引文段落

· · · · · · ·

诗人、画家、音乐家的高下虽然言人人殊,有一个事实却谁也不会否认:在声音的世界里,画家无技可施;在光影的领域内,音乐家无雅可奏;至于诗人,无论在声音还是光影里都不愁无用武之地。上帝创世时如果忘了造光,我们就不会有画家;如果他忘了造万籁,我们就不会有音乐家。诗人的生命却没有那么脆弱:上帝忘了造光影,诗人就写万籁;上帝忘了造万籁,诗人就写光影;如果上帝善忘,光影、万籁都没有造,诗人就写触觉、味觉和嗅觉经验,或者写感情,写思想。猫有九命,诗人至少有七命。
读了北宋张耒的《海州道中》,这种感觉尤其强烈。作者所写是夜航经验。黑暗中,许多景物已经看不见,并非画家所能描摹。全诗除了一、二、五、六几句可以用丹青绘就,用视觉捕捉,其余各句都要用听觉去擒拿。第一句辽阔的境界中,“孤舟”和“秋水广”并列,小者益小,而大者越大;“夜行”二字给诗境增添了寂静,把读者带进了听觉经验的世界。第二句中,“秋风满帆”虽然可以用视觉感觉,但“秋风”吹“帆”却要用耳朵去听。至于下半句的“不摇桨”,听觉效果比视觉效果更强;读了“不摇桨”三字,我们的脑中固然会出现众桨的形象,但众桨不动时的寂静,在这里却比桨的形象重要。到了第三句,读者身历的已完全是听觉经验;画家真是无能为力了。第四句的鱼,在夜静中一跃,声音和寂静的对照鲜明,诗中的听觉经验更加具体,足以和苏东坡的“明月如霜,好风如水……曲港跳鱼,圆荷泻露,寂寞无人见”(《永遇乐》)比肩。五、六两句所写,虽然是眼中景物,但由于这些景物(“河边”、捕鱼的“罾”、“茅屋”、“月明”)太静了,除了视觉效果还有听觉效果。到了第八句,乘船的人醒来,天仍未亮,却听见农人鞭牛登上田岸。三、四、五、六句所写之景已朴素可喜,这句更是神来之笔:朴素率真,兼而有之,不但在结构上和前面呼应,把读者从黑夜带入昧爽,而且还把静境点化为动境,唤起盎然的朝气。渊明再生,恐怕也不能过此。

· · · · · · ·

数据条目

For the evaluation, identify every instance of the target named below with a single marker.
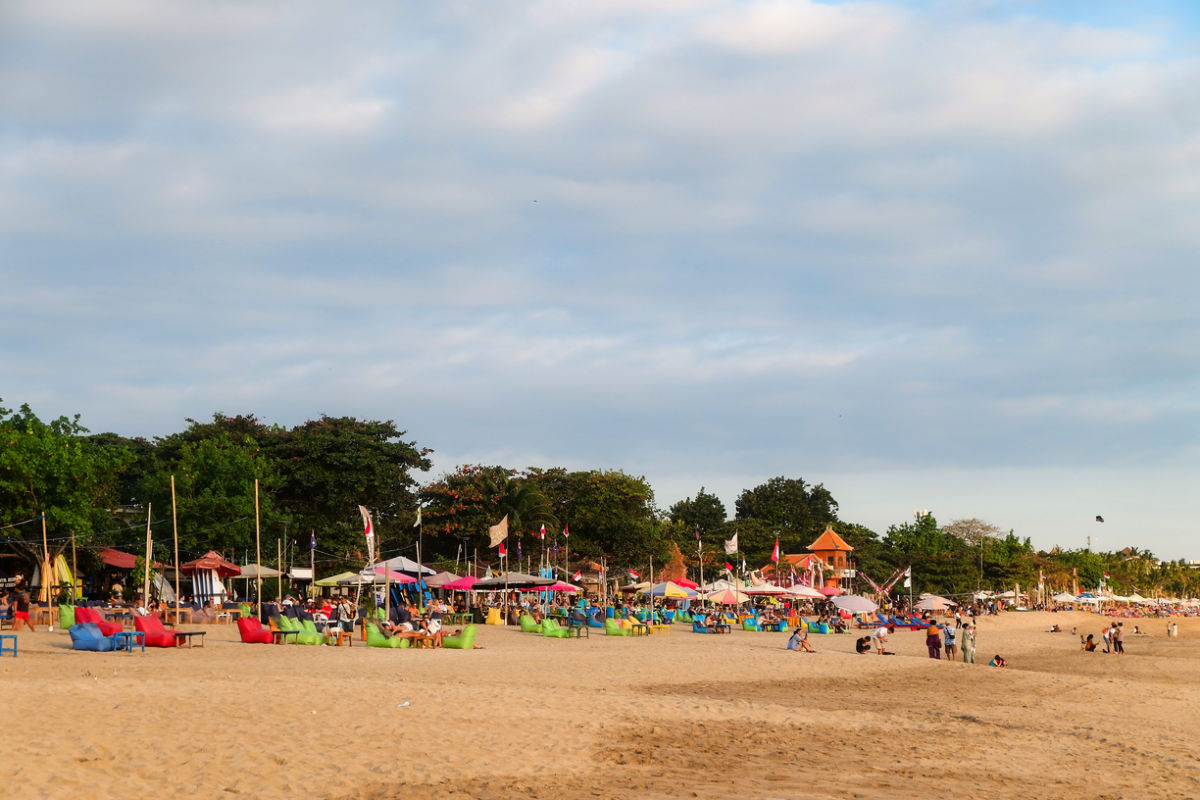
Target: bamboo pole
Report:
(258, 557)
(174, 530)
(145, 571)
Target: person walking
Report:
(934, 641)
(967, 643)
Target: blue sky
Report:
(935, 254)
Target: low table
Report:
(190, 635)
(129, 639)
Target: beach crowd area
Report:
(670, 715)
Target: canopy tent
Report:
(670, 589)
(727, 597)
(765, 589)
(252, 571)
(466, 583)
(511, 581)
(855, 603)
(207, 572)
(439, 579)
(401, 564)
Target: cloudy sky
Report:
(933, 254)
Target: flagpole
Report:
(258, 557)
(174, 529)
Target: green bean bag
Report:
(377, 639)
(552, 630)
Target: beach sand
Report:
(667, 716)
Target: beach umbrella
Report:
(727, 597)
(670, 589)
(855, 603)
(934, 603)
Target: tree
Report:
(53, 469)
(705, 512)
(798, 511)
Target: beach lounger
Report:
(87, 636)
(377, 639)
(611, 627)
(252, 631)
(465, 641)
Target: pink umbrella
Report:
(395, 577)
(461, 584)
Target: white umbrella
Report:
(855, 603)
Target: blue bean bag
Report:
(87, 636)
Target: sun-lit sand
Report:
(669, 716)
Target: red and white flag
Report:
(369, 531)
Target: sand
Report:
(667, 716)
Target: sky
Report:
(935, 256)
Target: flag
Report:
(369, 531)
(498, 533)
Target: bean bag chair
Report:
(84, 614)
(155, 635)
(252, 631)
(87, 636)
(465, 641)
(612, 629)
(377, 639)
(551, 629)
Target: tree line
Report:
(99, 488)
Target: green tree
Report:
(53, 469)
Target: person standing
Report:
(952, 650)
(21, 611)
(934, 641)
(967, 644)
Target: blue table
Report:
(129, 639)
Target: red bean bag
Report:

· · · · · · ·

任务目标 1
请把上面的引文从头到尾一字不差地打印出来。
任务目标 2
将整个列表中的“Report”一律换成“Result”,其余部分不作改动,重新写出列表,图片不要放进回答。

任务回答 1
诗人、画家、音乐家的高下虽然言人人殊,有一个事实却谁也不会否认:在声音的世界里,画家无技可施;在光影的领域内,音乐家无雅可奏;至于诗人,无论在声音还是光影里都不愁无用武之地。上帝创世时如果忘了造光,我们就不会有画家;如果他忘了造万籁,我们就不会有音乐家。诗人的生命却没有那么脆弱:上帝忘了造光影,诗人就写万籁;上帝忘了造万籁,诗人就写光影;如果上帝善忘,光影、万籁都没有造,诗人就写触觉、味觉和嗅觉经验,或者写感情,写思想。猫有九命,诗人至少有七命。
读了北宋张耒的《海州道中》,这种感觉尤其强烈。作者所写是夜航经验。黑暗中,许多景物已经看不见,并非画家所能描摹。全诗除了一、二、五、六几句可以用丹青绘就,用视觉捕捉,其余各句都要用听觉去擒拿。第一句辽阔的境界中,“孤舟”和“秋水广”并列,小者益小,而大者越大;“夜行”二字给诗境增添了寂静,把读者带进了听觉经验的世界。第二句中,“秋风满帆”虽然可以用视觉感觉,但“秋风”吹“帆”却要用耳朵去听。至于下半句的“不摇桨”,听觉效果比视觉效果更强;读了“不摇桨”三字,我们的脑中固然会出现众桨的形象,但众桨不动时的寂静,在这里却比桨的形象重要。到了第三句,读者身历的已完全是听觉经验;画家真是无能为力了。第四句的鱼,在夜静中一跃,声音和寂静的对照鲜明,诗中的听觉经验更加具体,足以和苏东坡的“明月如霜,好风如水……曲港跳鱼,圆荷泻露,寂寞无人见”(《永遇乐》)比肩。五、六两句所写,虽然是眼中景物,但由于这些景物(“河边”、捕鱼的“罾”、“茅屋”、“月明”)太静了,除了视觉效果还有听觉效果。到了第八句,乘船的人醒来,天仍未亮,却听见农人鞭牛登上田岸。三、四、五、六句所写之景已朴素可喜,这句更是神来之笔:朴素率真,兼而有之,不但在结构上和前面呼应,把读者从黑夜带入昧爽,而且还把静境点化为动境,唤起盎然的朝气。渊明再生,恐怕也不能过此。

任务回答 2
For the evaluation, identify every instance of the target named below with a single marker.
Target: bamboo pole
Result:
(258, 557)
(174, 530)
(145, 571)
Target: person walking
Result:
(934, 641)
(967, 643)
Target: blue sky
Result:
(935, 254)
Target: low table
Result:
(190, 635)
(129, 639)
Target: beach crowd area
Result:
(670, 715)
Target: canopy tent
Result:
(670, 589)
(727, 597)
(765, 589)
(252, 571)
(466, 583)
(511, 581)
(855, 603)
(207, 572)
(439, 579)
(401, 564)
Target: cloudy sky
Result:
(933, 254)
Target: flagpole
Result:
(258, 557)
(174, 529)
Target: green bean bag
Result:
(377, 639)
(552, 630)
Target: beach sand
Result:
(667, 716)
Target: beach umbrella
Result:
(727, 597)
(670, 589)
(855, 603)
(934, 603)
Target: tree
Result:
(53, 469)
(705, 512)
(798, 511)
Target: beach lounger
Result:
(87, 636)
(377, 639)
(611, 627)
(252, 631)
(465, 641)
Target: pink umbrella
Result:
(395, 577)
(461, 584)
Target: white umbrella
Result:
(855, 603)
Target: blue bean bag
Result:
(87, 636)
Target: sun-lit sand
Result:
(669, 716)
Target: red and white flag
Result:
(369, 531)
Target: sand
Result:
(667, 716)
Target: sky
Result:
(935, 256)
Target: flag
Result:
(369, 531)
(498, 533)
Target: bean bag chair
Result:
(84, 614)
(155, 635)
(252, 631)
(87, 636)
(465, 641)
(612, 629)
(377, 639)
(551, 629)
Target: tree line
Result:
(99, 488)
Target: green tree
Result:
(53, 469)
Target: person standing
Result:
(952, 650)
(21, 611)
(934, 641)
(967, 644)
Target: blue table
Result:
(129, 639)
Target: red bean bag
Result:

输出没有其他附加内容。